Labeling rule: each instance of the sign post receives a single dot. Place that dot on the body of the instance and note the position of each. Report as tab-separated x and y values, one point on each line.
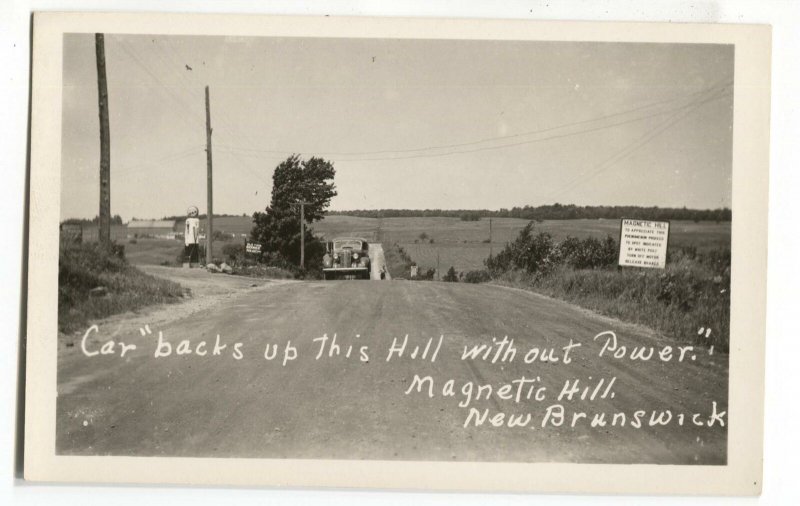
643	243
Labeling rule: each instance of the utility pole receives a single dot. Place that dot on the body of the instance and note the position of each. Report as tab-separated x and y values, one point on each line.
490	237
210	188
302	205
104	215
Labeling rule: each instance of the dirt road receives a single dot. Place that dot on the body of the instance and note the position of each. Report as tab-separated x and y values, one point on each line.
365	407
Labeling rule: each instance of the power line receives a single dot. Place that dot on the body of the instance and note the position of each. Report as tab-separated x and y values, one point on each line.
501	146
631	148
492	139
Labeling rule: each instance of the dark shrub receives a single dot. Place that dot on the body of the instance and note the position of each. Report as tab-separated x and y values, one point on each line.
481	276
451	276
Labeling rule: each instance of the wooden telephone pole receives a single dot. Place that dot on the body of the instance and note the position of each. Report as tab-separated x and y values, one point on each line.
302	205
490	237
104	215
210	188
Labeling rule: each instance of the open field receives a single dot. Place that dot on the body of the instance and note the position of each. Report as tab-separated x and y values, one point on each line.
457	243
460	244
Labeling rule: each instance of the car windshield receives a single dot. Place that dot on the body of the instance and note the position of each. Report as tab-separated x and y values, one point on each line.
351	244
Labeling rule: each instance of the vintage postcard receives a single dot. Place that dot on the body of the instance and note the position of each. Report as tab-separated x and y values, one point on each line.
397	253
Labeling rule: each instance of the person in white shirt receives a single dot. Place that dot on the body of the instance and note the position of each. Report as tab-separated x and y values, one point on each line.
191	236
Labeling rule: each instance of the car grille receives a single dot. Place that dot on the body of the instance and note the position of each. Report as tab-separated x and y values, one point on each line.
347	258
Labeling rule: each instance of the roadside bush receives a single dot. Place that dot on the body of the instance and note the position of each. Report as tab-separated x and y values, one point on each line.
451	276
234	253
528	252
692	292
481	276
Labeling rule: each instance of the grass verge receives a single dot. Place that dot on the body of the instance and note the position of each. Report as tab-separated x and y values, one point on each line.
95	282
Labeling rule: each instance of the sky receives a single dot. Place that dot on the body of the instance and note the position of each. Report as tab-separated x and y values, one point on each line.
413	124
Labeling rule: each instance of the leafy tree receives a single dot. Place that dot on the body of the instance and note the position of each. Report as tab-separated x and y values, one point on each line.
278	227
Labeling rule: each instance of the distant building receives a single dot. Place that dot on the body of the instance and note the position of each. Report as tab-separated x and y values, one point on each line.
77	232
152	228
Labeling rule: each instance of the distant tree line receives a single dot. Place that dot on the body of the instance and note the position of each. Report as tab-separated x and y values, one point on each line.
552	212
115	220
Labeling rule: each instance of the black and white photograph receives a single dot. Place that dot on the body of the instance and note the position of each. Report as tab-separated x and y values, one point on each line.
395	249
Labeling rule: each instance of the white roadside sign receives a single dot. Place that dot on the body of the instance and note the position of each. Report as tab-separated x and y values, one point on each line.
643	243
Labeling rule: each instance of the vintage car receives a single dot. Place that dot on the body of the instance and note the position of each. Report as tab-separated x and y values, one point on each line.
346	258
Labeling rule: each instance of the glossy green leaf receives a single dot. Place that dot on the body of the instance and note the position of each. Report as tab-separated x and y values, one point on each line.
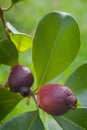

****************************************

● GIVEN REQUEST:
Count the lines in the data above that contain the string "pole", treating uppercase and lowercase letters as distinct. Give only the number.

● THE RESULT:
2